─── SOURCE EXTRACT
I give the 1 table spoon each meal with all there other stuff... its extra fiber....


----------



## Brinkleysmom (Dec 17, 2005)

Maggies mom said:


> I give the 1 table spoon each meal with all there other stuff... its extra fiber....


And ever since you told me about this and the beans, they get the pumpkin every night and they love it. I sometimes put it in their kongs instead of their meal and they just go nuts. I never knew until Mary told me about it. Its like a treat for these guys. They love it.


----------



## Skenney (Jul 10, 2005)

I read today that to drop weight you can supplement their food, so if you did 2 cups of food per meal give them 1 cup low cal. kibble mixed with 1 cup green beans and they'll drop the weight.


----------



## KatzNK9 (Feb 27, 2007)

kerribear's golden kids said:


> If I do start giving them GB's or other veggies, I will do fresh or canned, NO SALT! Thanks for the tip!


Keep in mind that canned anything usually has lots of sodium (SALT).


----------



## kerribear's golden kids (May 17, 2007)

Well I started them all on the GB's & Pumpkin diets this week and so far so good.. At first some of them did not like the change but now they all eat it all up! Thanks everyone for your suggestions...


----------
──────
─── GIVEN RECORDS
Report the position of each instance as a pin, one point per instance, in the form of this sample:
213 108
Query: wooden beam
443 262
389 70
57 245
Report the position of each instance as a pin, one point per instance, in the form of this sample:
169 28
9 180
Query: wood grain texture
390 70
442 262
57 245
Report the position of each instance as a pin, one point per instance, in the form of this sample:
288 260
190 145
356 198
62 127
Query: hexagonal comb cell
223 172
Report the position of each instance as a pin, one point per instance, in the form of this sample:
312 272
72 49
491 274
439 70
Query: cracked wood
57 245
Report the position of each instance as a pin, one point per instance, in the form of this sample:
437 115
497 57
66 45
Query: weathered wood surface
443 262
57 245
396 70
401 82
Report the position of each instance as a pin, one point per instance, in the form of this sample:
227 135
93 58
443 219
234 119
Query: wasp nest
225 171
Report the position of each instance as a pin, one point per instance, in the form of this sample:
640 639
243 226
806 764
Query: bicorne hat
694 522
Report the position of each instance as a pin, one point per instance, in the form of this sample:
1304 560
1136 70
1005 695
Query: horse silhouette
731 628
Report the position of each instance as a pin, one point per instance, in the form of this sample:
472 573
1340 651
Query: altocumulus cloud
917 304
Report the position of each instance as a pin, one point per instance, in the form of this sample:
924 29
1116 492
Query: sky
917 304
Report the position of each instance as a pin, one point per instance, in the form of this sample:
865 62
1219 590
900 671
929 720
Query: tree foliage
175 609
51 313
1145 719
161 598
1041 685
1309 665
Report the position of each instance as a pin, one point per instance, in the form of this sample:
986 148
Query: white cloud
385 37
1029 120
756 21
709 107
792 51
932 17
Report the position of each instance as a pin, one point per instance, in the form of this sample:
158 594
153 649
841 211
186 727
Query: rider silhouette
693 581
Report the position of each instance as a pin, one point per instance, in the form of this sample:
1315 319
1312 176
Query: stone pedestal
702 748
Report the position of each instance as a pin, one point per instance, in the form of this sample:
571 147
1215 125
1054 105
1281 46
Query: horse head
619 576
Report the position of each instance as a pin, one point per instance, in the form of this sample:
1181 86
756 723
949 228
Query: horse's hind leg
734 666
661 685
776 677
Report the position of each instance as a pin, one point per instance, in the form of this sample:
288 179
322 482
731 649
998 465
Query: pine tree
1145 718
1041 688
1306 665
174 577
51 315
──────
GIVEN EXERCISE 1:
Do these statements agree with the forum thread on pumpkin and green beans? Answer yes or no to each and quote the words of the thread that decide it.
(a) Brinkleysmom sometimes puts the pumpkin in the kongs in place of a meal.
(b) Skenney's post says to replace all of the kibble with green beans.
(c) KatzNK9 warns that canned anything usually has lots of sodium.
GIVEN EXERCISE 2: Copy word for word the part of the forum thread on pumpkin and green beans that opens with the words containing "Well I started" and closes with "for your suggestions...".

TASK ANSWER 1:
(a) Yes: "I sometimes put it in their kongs instead of their meal"
(b) No: "give them 1 cup low cal. kibble mixed with 1 cup green beans"
(c) Yes: "Keep in mind that canned anything usually has lots of sodium (SALT)."

TASK ANSWER 2:
Well I started them all on the GB's & Pumpkin diets this week and so far so good.. At first some of them did not like the change but now they all eat it all up! Thanks everyone for your suggestions...